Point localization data
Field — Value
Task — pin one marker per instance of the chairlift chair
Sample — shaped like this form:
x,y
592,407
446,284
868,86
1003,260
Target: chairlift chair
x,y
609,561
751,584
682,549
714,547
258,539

_AIM OF THE EXERCISE:_
Write the records out again. Each one must match exactly.

_RESPONSE TO THIS EXERCISE:_
Field — Value
Task — pin one marker per instance of the chairlift chair
Sample — shaped like this form:
x,y
592,407
446,284
868,86
1003,260
Target: chairlift chair
x,y
609,561
751,584
682,549
714,547
258,539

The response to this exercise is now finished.